▶ [Work instructions]:
1. Translate the sentence "Ten years from now, the Boomers will be unable to drive." from the car-market text below into Spanish.
2. In the car-market text below, which car is named as a prime example of one that young families can afford?

▶ [Document text]:
=-=-=

Hey, come to think of it, maybe it was because we didn’t have eleven million “undocumented” immigrants and close to one million H1-B contract workers to keep wages low and corporate profits high. If only there was a way to make America great again, or some kind of little Birdie who could balance the scales between rich and poor just a tiny amount. But that’s a discussion for another time, and another forum. TTAC is a car blog, so let’s focus on what this means to the auto business.
It’s as simple as this: Once upon a time, middle-class families could buy new cars on a regular basis. Today, they either have to extend their ownership into the 100,000-mile zone or hope for some luck with a manufacturer-subsidized lease program.
This goes a long way towards explaining why the new-car buyer demographic skews old and rich, whether you’re talking Lexus LS460 or Honda Civic. It explains why automakers have ruthlessly “optimized” their equipment package and color choices: it reduces risk for the banks and captive finance companies when lease returns cross the auction lane. It explains the meteoric rise of vehicles that are easier for 40-somethings and their elders to step into, and it explains why manual transmissions and roll-up windows have mostly disappeared from showrooms.
In short, the new-car world still revolves around Old Economy Steve, even though he’s in his 50s or 60s by now. The automakers are dependent on CUVs and SUVs to make the books balance — or do you really think there’s $6,000-worth of extra content in a four-cylinder Highlander as opposed to a four-cylinder Camry? Surely you’ve noticed that the Japanese cars that used to be redesigned every four years like clockwork are stretching to five, six, or even seven years; that’s a cost-cutting measure to try to keep the Camry, Accord, and Altima within distant early warning range of a middle-income family’s purchasing power. It also helps lease residuals when new-model cycles lengthen a bit.
Today’s entry-level family car, as with the famous Porsche-CEO quote, is a used entry-level family car. It’s not as tragic as it sounds, because a five-year-old Camry with 75,000 miles on the clock has more useful life in it than a brand-new 1980 Oldsmobile Cutlass Supreme did sitting on the showroom floor. So while your family is used-car shopping, the manufacturers will stay busy creating new four-door coupes and CUV-alike-thingys with luxury trimmings to milk the last few bucks out of the Boomers.
I tell you this, however: a change is gonna come. Ten years from now, the Boomers will be unable to drive. Generation X will be hip-deep in medical debt and struggling to figure out retirement. The new-car market in this country will have to undergo a complete transformation. Pulled kicking and screaming from the old-people teat, everybody from Chevrolet to VW is going to have to figure out to how to sell cars that 30 year olds with no IPO money or trustafarian fiscal padding can afford.
Such cars already exist, of course. The Dacia Duster is a prime example of a car that is affordable to young families and non-gold-collar 20-somethings. The question is how our society will adjust to a world where their next car has fewer features and less power, not more of everything. Maybe we’ll just have to accept that not getting behind is the new getting ahead.

=-=-=

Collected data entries

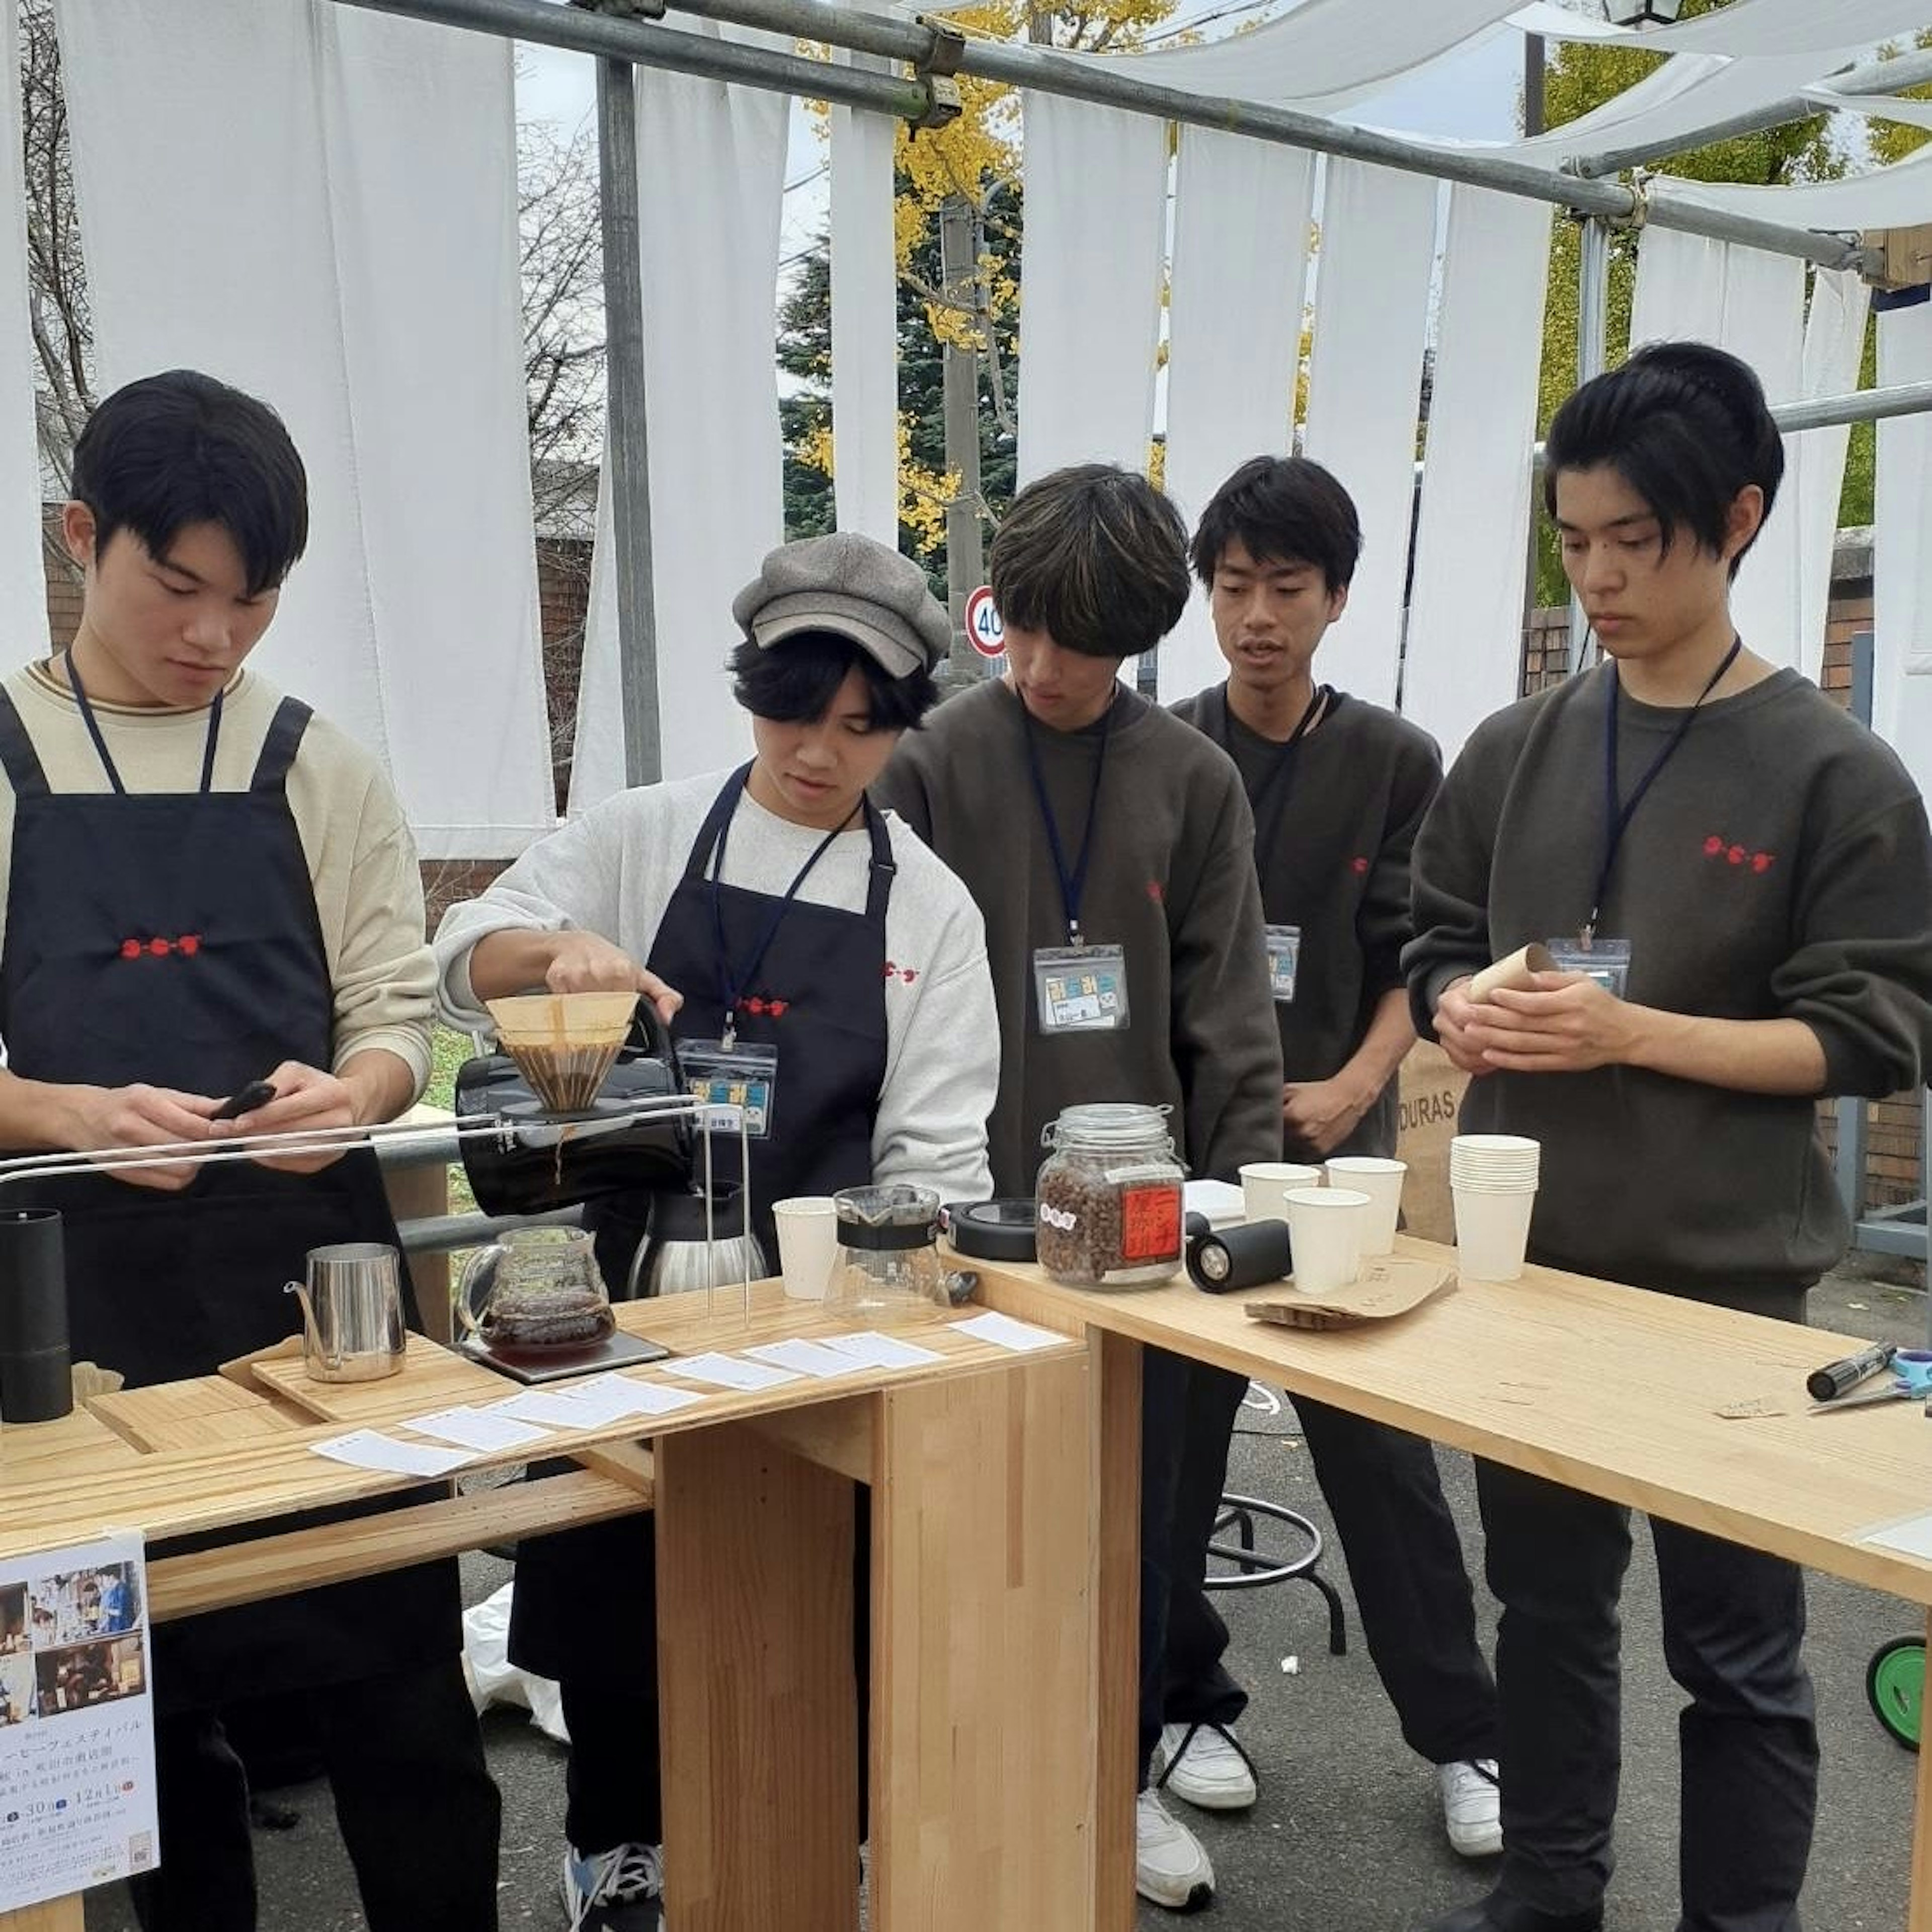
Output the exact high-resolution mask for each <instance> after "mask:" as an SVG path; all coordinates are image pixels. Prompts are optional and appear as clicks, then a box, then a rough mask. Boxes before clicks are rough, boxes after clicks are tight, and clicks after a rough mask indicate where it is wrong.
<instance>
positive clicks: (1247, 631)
mask: <svg viewBox="0 0 1932 1932" xmlns="http://www.w3.org/2000/svg"><path fill="white" fill-rule="evenodd" d="M1360 551H1362V527H1360V520H1358V518H1356V510H1354V502H1352V500H1350V498H1349V493H1347V491H1345V489H1343V487H1341V483H1339V481H1337V479H1335V477H1333V475H1329V471H1327V469H1323V468H1321V466H1320V464H1314V462H1308V460H1306V458H1300V456H1256V458H1252V460H1250V462H1246V464H1242V466H1240V468H1238V469H1236V471H1235V473H1233V475H1231V477H1229V479H1227V483H1223V485H1221V489H1219V491H1215V495H1213V498H1211V500H1209V504H1208V508H1206V510H1204V512H1202V518H1200V526H1198V527H1196V531H1194V574H1196V576H1198V578H1200V582H1202V585H1204V587H1206V591H1208V607H1209V614H1211V618H1213V628H1215V639H1217V641H1219V645H1221V655H1223V657H1225V659H1227V667H1229V674H1227V682H1223V684H1215V686H1209V688H1208V690H1206V692H1200V694H1196V696H1194V697H1188V699H1182V701H1180V703H1179V705H1175V715H1177V717H1180V719H1186V723H1190V725H1194V726H1196V730H1202V732H1206V734H1208V736H1209V738H1213V740H1215V744H1219V746H1221V748H1223V750H1225V752H1227V753H1229V755H1231V757H1233V759H1235V765H1236V769H1238V771H1240V777H1242V784H1244V786H1246V792H1248V802H1250V804H1252V808H1254V819H1256V837H1254V867H1256V875H1258V879H1260V887H1262V912H1264V916H1265V918H1267V960H1269V981H1271V987H1273V1012H1275V1024H1277V1028H1279V1034H1281V1063H1283V1070H1285V1072H1287V1084H1285V1086H1283V1090H1281V1157H1283V1159H1291V1161H1325V1159H1327V1157H1329V1155H1337V1153H1368V1155H1381V1157H1389V1155H1393V1153H1395V1128H1397V1121H1395V1109H1397V1080H1395V1072H1397V1068H1399V1066H1401V1063H1403V1057H1405V1055H1406V1053H1408V1049H1410V1045H1414V1039H1416V1030H1414V1026H1412V1022H1410V1018H1408V993H1406V987H1405V983H1403V968H1401V951H1403V945H1405V941H1406V939H1408V937H1410V923H1408V856H1410V850H1412V846H1414V840H1416V829H1418V827H1420V825H1422V815H1424V813H1426V811H1428V806H1430V800H1432V798H1434V796H1435V788H1437V784H1441V761H1439V759H1437V755H1435V744H1434V742H1432V740H1430V736H1428V734H1426V732H1422V730H1418V728H1416V726H1414V725H1410V723H1406V721H1405V719H1401V717H1397V715H1395V713H1393V711H1383V709H1381V707H1379V705H1372V703H1366V701H1362V699H1360V697H1350V696H1349V694H1345V692H1337V690H1333V688H1331V686H1325V684H1316V678H1314V659H1316V651H1318V647H1320V643H1321V639H1323V636H1325V634H1327V628H1329V624H1333V622H1335V620H1337V618H1339V616H1341V614H1343V611H1345V609H1347V603H1349V583H1350V582H1352V578H1354V566H1356V558H1358V556H1360ZM1294 1414H1296V1418H1298V1422H1300V1426H1302V1437H1304V1441H1306V1443H1308V1453H1310V1457H1312V1461H1314V1470H1316V1480H1318V1482H1320V1484H1321V1493H1323V1497H1325V1499H1327V1505H1329V1513H1331V1515H1333V1519H1335V1530H1337V1534H1339V1538H1341V1546H1343V1555H1345V1557H1347V1561H1349V1578H1350V1582H1352V1584H1354V1598H1356V1607H1358V1609H1360V1615H1362V1634H1364V1636H1366V1638H1368V1650H1370V1656H1372V1658H1374V1662H1376V1671H1378V1673H1379V1677H1381V1683H1383V1689H1385V1690H1387V1692H1389V1702H1391V1704H1393V1706H1395V1714H1397V1718H1399V1719H1401V1725H1403V1737H1405V1739H1406V1741H1408V1745H1410V1748H1412V1750H1416V1752H1418V1754H1420V1756H1424V1758H1426V1760H1428V1762H1430V1764H1434V1766H1435V1768H1437V1787H1439V1793H1441V1801H1443V1824H1445V1828H1447V1832H1449V1843H1451V1845H1453V1849H1455V1851H1459V1853H1461V1855H1463V1857H1470V1859H1474V1857H1486V1855H1493V1853H1497V1851H1501V1849H1503V1830H1501V1824H1499V1818H1497V1783H1495V1750H1497V1714H1495V1683H1493V1679H1492V1677H1490V1665H1488V1662H1486V1660H1484V1656H1482V1648H1480V1644H1478V1642H1476V1605H1474V1594H1472V1592H1470V1584H1468V1573H1466V1569H1464V1567H1463V1544H1461V1538H1459V1536H1457V1528H1455V1519H1453V1517H1451V1515H1449V1505H1447V1503H1445V1501H1443V1492H1441V1478H1439V1474H1437V1470H1435V1451H1434V1449H1432V1447H1430V1443H1428V1441H1424V1439H1422V1437H1418V1435H1408V1434H1405V1432H1401V1430H1391V1428H1387V1426H1383V1424H1379V1422H1370V1420H1368V1418H1366V1416H1356V1414H1350V1412H1349V1410H1345V1408H1331V1406H1329V1405H1327V1403H1314V1401H1308V1399H1304V1397H1296V1401H1294ZM1215 1627H1219V1617H1215V1619H1213V1625H1211V1627H1208V1629H1206V1631H1200V1633H1196V1631H1192V1629H1190V1627H1177V1629H1175V1631H1173V1633H1171V1634H1169V1654H1171V1656H1173V1654H1175V1652H1177V1650H1182V1648H1184V1646H1186V1644H1188V1642H1202V1644H1213V1642H1215ZM1225 1636H1227V1633H1225V1631H1219V1642H1223V1644H1225ZM1213 1654H1215V1656H1219V1648H1215V1652H1213ZM1161 1787H1163V1789H1165V1791H1171V1793H1173V1795H1177V1797H1182V1799H1186V1801H1188V1803H1192V1804H1202V1806H1206V1808H1209V1810H1238V1808H1242V1806H1246V1804H1252V1803H1254V1795H1256V1791H1254V1772H1252V1766H1250V1764H1248V1758H1246V1752H1242V1750H1240V1747H1238V1743H1236V1741H1235V1739H1233V1737H1231V1735H1229V1733H1227V1731H1225V1729H1221V1727H1215V1725H1200V1727H1196V1729H1179V1731H1171V1733H1169V1737H1167V1766H1165V1770H1163V1774H1161Z"/></svg>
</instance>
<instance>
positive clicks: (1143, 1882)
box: [1134, 1791, 1213, 1913]
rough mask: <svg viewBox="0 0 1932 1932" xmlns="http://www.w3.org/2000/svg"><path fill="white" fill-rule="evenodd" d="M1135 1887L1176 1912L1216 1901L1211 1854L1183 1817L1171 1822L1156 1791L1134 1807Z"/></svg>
mask: <svg viewBox="0 0 1932 1932" xmlns="http://www.w3.org/2000/svg"><path fill="white" fill-rule="evenodd" d="M1134 1889H1136V1891H1138V1893H1140V1895H1142V1897H1144V1899H1148V1901H1150V1903H1153V1905H1165V1907H1167V1909H1169V1911H1173V1913H1198V1911H1202V1909H1204V1907H1206V1905H1211V1903H1213V1866H1211V1864H1209V1862H1208V1853H1206V1851H1202V1845H1200V1839H1198V1837H1196V1835H1194V1833H1192V1832H1190V1830H1188V1828H1186V1826H1184V1824H1180V1820H1179V1818H1169V1814H1167V1806H1163V1804H1161V1795H1159V1793H1157V1791H1142V1793H1140V1799H1138V1801H1136V1806H1134Z"/></svg>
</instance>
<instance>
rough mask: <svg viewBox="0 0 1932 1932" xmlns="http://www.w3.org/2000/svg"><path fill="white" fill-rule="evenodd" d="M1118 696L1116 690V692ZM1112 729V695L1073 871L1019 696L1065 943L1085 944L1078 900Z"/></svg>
mask: <svg viewBox="0 0 1932 1932" xmlns="http://www.w3.org/2000/svg"><path fill="white" fill-rule="evenodd" d="M1117 696H1119V694H1117ZM1111 730H1113V699H1109V703H1107V709H1105V711H1103V713H1101V719H1099V755H1097V757H1095V759H1094V790H1092V792H1090V794H1088V821H1086V831H1084V833H1082V835H1080V856H1078V858H1076V860H1074V866H1072V871H1068V869H1066V848H1065V846H1063V844H1061V827H1059V819H1055V817H1053V802H1051V800H1049V798H1047V781H1045V777H1043V775H1041V771H1039V746H1037V744H1036V740H1034V713H1032V711H1028V709H1026V699H1024V697H1022V699H1020V732H1022V736H1024V738H1026V769H1028V771H1030V773H1032V775H1034V796H1036V798H1037V800H1039V815H1041V817H1043V819H1045V821H1047V848H1049V850H1051V852H1053V871H1055V875H1057V877H1059V881H1061V910H1063V912H1065V914H1066V943H1068V945H1070V947H1080V945H1086V941H1084V939H1082V937H1080V900H1082V898H1084V896H1086V869H1088V864H1090V862H1092V858H1094V821H1095V817H1097V815H1099V781H1101V773H1103V771H1105V769H1107V734H1109V732H1111Z"/></svg>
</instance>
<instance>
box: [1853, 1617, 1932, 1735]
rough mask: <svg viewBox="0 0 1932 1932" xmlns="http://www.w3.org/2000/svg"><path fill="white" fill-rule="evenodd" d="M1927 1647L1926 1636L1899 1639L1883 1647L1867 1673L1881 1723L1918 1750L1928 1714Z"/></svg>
mask: <svg viewBox="0 0 1932 1932" xmlns="http://www.w3.org/2000/svg"><path fill="white" fill-rule="evenodd" d="M1924 1692H1926V1646H1924V1638H1922V1636H1895V1638H1893V1640H1891V1642H1889V1644H1880V1646H1878V1650H1876V1652H1874V1654H1872V1663H1870V1667H1868V1669H1866V1673H1864V1694H1866V1696H1868V1698H1870V1700H1872V1712H1874V1714H1876V1718H1878V1721H1880V1723H1882V1725H1884V1727H1886V1729H1888V1731H1889V1733H1891V1735H1893V1737H1895V1739H1897V1741H1899V1743H1901V1745H1903V1747H1905V1748H1907V1750H1917V1748H1918V1721H1920V1716H1922V1712H1924Z"/></svg>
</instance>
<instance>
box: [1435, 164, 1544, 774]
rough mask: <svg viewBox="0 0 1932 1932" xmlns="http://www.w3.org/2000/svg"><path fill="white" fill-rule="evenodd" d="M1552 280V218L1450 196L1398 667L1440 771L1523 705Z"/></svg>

=-=-=

▶ [Answers by task]:
1. Dentro de diez años, los boomers no podrán conducir.

2. The Dacia Duster.